____ EXCERPTED DATA
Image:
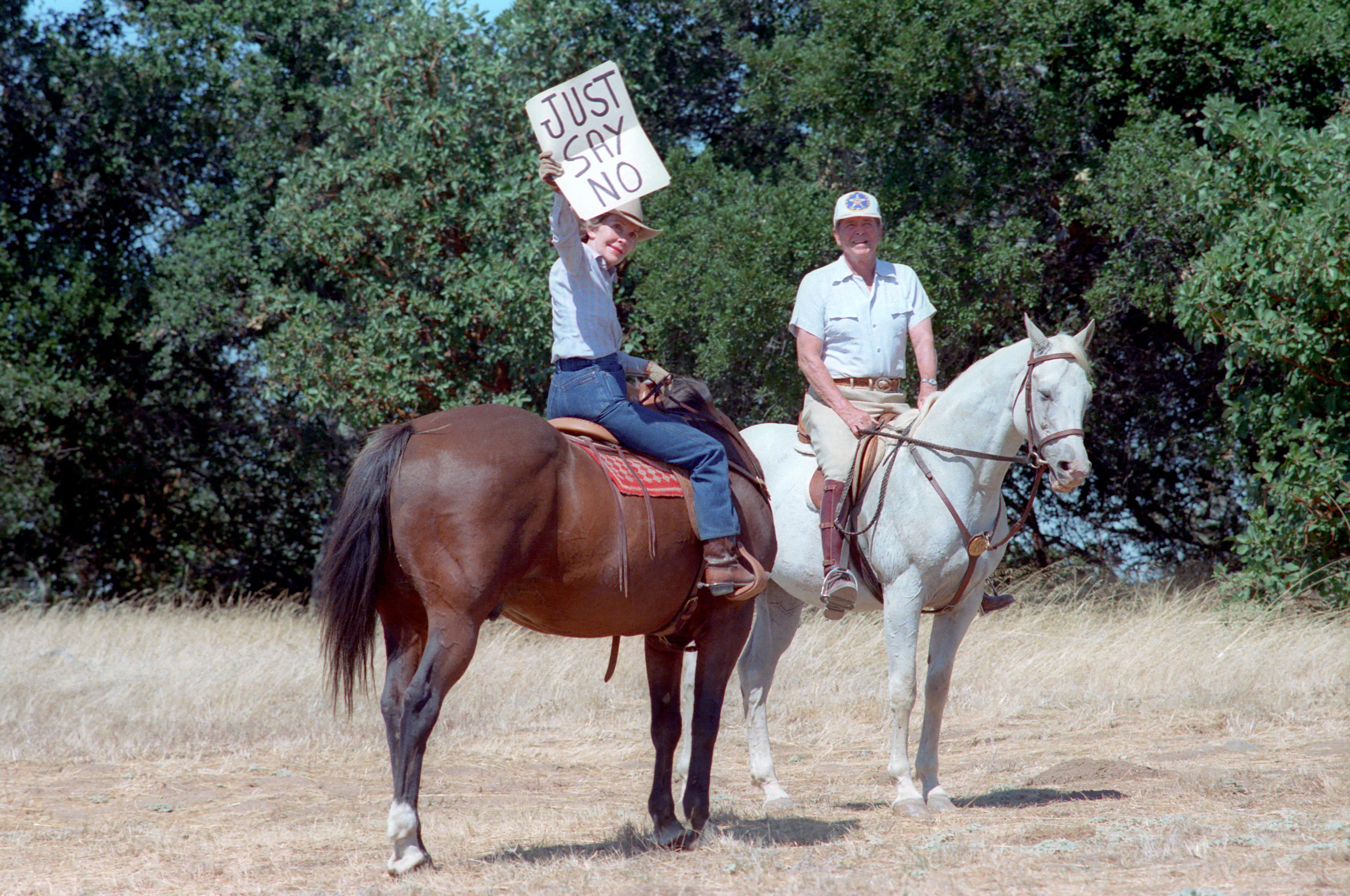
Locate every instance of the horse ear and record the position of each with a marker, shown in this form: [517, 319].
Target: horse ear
[1039, 341]
[1085, 335]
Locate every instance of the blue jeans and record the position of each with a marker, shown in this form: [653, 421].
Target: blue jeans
[597, 392]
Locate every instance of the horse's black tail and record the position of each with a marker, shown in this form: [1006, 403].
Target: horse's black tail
[348, 574]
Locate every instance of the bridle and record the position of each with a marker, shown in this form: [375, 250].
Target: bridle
[983, 542]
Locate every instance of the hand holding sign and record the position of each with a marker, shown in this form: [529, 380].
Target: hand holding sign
[592, 129]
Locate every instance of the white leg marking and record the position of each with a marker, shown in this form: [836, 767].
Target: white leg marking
[404, 833]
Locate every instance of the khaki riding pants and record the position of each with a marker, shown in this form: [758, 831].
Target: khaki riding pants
[832, 440]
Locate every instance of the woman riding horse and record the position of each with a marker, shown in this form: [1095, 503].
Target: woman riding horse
[589, 372]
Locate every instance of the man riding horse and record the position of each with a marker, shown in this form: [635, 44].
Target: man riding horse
[853, 320]
[589, 372]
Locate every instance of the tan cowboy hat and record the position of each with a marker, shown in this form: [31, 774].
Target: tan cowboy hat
[632, 212]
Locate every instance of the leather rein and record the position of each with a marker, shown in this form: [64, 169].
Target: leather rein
[983, 542]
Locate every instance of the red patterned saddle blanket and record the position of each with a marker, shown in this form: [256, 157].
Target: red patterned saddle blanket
[634, 474]
[631, 473]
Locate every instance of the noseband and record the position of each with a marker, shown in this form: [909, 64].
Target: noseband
[1033, 446]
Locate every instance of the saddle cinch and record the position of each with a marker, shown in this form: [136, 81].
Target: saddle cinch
[639, 476]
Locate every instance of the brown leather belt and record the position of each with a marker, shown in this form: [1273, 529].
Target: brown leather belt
[880, 384]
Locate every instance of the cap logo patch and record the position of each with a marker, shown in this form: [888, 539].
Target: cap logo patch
[857, 201]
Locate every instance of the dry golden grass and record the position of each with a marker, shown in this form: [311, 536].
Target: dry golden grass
[1155, 744]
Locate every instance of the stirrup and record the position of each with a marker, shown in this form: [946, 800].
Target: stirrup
[992, 602]
[839, 593]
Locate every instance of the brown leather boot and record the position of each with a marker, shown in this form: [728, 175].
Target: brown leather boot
[723, 570]
[839, 590]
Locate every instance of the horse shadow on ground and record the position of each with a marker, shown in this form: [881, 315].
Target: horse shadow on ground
[1009, 798]
[630, 841]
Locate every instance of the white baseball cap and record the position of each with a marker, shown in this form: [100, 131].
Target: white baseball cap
[632, 212]
[857, 204]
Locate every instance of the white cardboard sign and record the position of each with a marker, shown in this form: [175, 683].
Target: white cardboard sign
[591, 126]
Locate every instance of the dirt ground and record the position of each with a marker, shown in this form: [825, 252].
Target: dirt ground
[1155, 797]
[1043, 812]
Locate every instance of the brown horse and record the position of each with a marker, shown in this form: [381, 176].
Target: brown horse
[468, 515]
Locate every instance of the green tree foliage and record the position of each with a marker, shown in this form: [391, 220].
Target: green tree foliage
[1274, 289]
[1028, 156]
[137, 450]
[423, 211]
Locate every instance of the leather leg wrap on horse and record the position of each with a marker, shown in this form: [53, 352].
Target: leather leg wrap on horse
[832, 540]
[839, 589]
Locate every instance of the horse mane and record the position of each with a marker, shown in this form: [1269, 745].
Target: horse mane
[1024, 346]
[692, 400]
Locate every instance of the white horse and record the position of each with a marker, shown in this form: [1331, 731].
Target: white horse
[921, 548]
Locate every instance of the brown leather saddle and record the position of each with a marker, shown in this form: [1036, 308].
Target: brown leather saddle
[595, 440]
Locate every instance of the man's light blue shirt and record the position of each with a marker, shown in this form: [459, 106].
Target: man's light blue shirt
[865, 330]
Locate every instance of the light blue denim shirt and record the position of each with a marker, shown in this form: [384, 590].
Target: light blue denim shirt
[583, 291]
[865, 331]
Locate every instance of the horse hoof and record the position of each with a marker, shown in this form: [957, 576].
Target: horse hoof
[911, 809]
[412, 860]
[677, 839]
[940, 804]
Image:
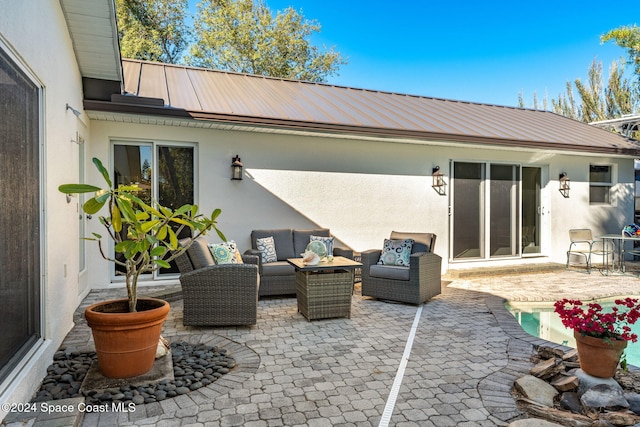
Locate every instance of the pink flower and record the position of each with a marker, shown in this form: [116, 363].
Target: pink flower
[613, 324]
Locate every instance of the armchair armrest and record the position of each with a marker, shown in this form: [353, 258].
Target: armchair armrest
[251, 259]
[347, 253]
[254, 253]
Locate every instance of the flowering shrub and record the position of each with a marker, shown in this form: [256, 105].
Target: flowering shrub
[593, 322]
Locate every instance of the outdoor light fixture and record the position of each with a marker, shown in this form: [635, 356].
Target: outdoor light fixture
[565, 184]
[236, 168]
[438, 183]
[73, 110]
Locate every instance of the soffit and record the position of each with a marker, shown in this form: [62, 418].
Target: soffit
[93, 30]
[256, 100]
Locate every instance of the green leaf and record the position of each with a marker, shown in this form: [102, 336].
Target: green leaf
[78, 188]
[103, 171]
[158, 251]
[92, 206]
[126, 209]
[162, 263]
[173, 240]
[148, 225]
[162, 233]
[116, 219]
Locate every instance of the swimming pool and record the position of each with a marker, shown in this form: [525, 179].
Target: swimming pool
[539, 319]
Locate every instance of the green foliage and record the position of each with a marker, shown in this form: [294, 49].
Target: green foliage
[153, 30]
[243, 36]
[145, 234]
[627, 37]
[595, 100]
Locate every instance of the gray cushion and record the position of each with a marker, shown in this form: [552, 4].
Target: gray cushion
[301, 238]
[422, 242]
[200, 254]
[280, 268]
[392, 272]
[282, 238]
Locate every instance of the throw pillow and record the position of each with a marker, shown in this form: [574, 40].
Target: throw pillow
[225, 253]
[267, 248]
[328, 243]
[396, 252]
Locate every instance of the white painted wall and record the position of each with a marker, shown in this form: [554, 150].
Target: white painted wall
[363, 189]
[35, 33]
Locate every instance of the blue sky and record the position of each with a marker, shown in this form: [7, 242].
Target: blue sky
[466, 50]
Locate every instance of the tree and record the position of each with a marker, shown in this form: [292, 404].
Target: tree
[597, 101]
[243, 36]
[627, 37]
[153, 30]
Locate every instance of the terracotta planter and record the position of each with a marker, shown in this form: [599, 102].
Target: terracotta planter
[599, 358]
[126, 342]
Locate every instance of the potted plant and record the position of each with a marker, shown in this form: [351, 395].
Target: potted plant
[145, 237]
[601, 336]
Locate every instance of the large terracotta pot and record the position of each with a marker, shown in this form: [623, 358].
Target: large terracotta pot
[599, 357]
[126, 342]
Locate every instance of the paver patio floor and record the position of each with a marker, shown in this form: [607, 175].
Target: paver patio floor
[466, 351]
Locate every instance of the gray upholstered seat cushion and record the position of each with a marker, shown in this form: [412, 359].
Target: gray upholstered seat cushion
[301, 238]
[200, 255]
[392, 272]
[280, 268]
[422, 242]
[282, 238]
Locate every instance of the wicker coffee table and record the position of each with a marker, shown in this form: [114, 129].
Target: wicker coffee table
[324, 290]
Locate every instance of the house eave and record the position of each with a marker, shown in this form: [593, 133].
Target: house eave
[343, 130]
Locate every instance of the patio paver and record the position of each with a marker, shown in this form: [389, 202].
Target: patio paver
[466, 353]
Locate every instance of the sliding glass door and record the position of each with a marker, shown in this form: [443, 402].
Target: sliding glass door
[163, 172]
[486, 210]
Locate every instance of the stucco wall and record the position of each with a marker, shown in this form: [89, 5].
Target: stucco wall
[35, 34]
[364, 189]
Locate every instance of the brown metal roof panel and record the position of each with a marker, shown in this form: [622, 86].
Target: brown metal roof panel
[153, 82]
[131, 72]
[180, 89]
[337, 107]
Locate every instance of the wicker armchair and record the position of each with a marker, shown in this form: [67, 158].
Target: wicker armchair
[414, 284]
[217, 295]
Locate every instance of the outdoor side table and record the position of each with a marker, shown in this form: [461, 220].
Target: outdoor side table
[324, 290]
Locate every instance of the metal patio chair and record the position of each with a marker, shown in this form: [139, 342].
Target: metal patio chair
________
### [WORK TO DO]
Render the material from the line containing "Locate every instance of the outdoor side" through its final line as a JSON list of strings, with one string per line and blank lines left out.

### [CORRECT OUTPUT]
[
  "Locate every instance of the outdoor side table and record the position of each with a marker, shown in this form: [461, 220].",
  "Target: outdoor side table",
  "[324, 290]",
  "Locate every instance of the metal patio chair and record the position of each with a marker, shown in this form: [139, 342].",
  "Target: metal patio chair"
]